• _Given text_
· · ·
If you stop and think about it, a lot has happened within the classic car world during the past dozen months.
Consider:
- The Keno Brothers, lifetime car guys but more famous outside the automotive community for their role on PBS’s Antiques Roadshow, launched their own collector car auction company.
- After winning so many best-of-show trophies, Joseph Cassini started a new concours d’elegance, and at a venue better known for electricity than for its use of gasoline or steam.
- After being closed for more than a year, the Petersen Automotive Museum reopened.
- And so did the Skydome at the National Corvette Museum, where a sinkhole swallowed eight cars in 2014.
- George Barris and Margaret Dunning were among those in the classic car community who passed on during 2015.
- Sotheby’s, a publicly held fine art and antiques auction house, took a 25 percent equity in RM Auctions.
· · ·
• _Records provided_

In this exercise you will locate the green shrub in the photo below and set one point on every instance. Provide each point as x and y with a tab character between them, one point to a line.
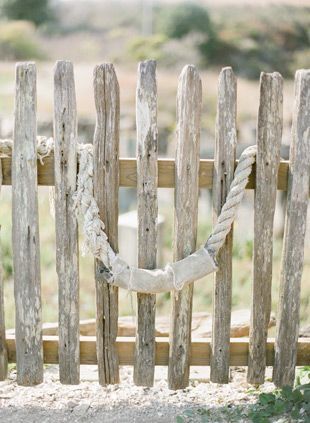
142	48
36	11
179	20
18	41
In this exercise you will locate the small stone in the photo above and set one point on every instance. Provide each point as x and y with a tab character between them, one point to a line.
81	409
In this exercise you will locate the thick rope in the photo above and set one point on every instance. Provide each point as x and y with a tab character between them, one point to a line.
234	197
96	240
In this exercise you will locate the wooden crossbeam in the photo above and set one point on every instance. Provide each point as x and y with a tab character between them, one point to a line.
200	351
128	173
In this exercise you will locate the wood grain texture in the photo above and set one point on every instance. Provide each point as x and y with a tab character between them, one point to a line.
106	183
67	252
189	98
3	349
166	173
224	160
269	134
147	146
294	235
200	351
25	231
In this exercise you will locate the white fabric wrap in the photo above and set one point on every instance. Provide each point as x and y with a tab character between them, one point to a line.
173	277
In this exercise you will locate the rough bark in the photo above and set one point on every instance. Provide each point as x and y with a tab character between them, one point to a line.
67	253
146	117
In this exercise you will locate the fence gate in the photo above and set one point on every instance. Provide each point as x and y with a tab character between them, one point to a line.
25	165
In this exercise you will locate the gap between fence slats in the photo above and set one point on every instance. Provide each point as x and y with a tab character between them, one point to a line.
225	150
269	134
294	236
106	183
166	173
67	252
189	99
25	220
200	351
146	117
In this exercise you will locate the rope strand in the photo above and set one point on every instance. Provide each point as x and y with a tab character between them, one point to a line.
96	240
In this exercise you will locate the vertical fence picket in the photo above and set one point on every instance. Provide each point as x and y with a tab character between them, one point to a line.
269	134
189	98
294	236
3	350
106	185
67	253
25	220
224	161
146	109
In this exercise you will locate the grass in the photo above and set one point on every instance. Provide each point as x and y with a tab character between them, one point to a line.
242	268
282	405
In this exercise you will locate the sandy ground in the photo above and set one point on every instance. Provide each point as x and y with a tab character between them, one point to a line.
89	402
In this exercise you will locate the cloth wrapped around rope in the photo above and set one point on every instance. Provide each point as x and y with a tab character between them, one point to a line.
114	269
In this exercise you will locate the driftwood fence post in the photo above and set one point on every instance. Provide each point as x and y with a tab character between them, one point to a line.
224	163
294	235
269	134
146	109
67	251
106	184
189	99
26	243
3	348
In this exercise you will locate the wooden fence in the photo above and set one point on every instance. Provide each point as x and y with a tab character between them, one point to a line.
187	173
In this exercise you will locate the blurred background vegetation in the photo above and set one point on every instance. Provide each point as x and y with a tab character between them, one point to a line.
249	36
· · ·
• _Task instructions_
1 > In the classic car roundup, how large a stake did Sotheby's take in RM Auctions?
2 > Please pick up the classic car roundup after its last point and carry it on.
The lines have nothing to do with the classic car roundup.

• _Answers to the exercises_
1 > A 25 percent equity.

2 >
And the list goes on. Starting tomorrow, the staff here at Classic Car News will share our annual countdown of what we consider to be the top 10 collector car stories of the year 2015. But before we launch that series, we wanted to review some of the stories that we followed but that didn’t quite make our top-10 list:
- The amazing collection of concept and production cars designed by the likes of Michelotti, Scaglione, Giugiaro, Gandini and others while they worked for Italian coachbuilder Bertone were sold as part of the company’s bankruptcy.
- The growth of online bidding at classic car auctions emerged as a serious option during 2015. Online bidding was a factor in the Keno Brothers’ launching their company, while Berlin-based Auctionata built its business around Internet bidding.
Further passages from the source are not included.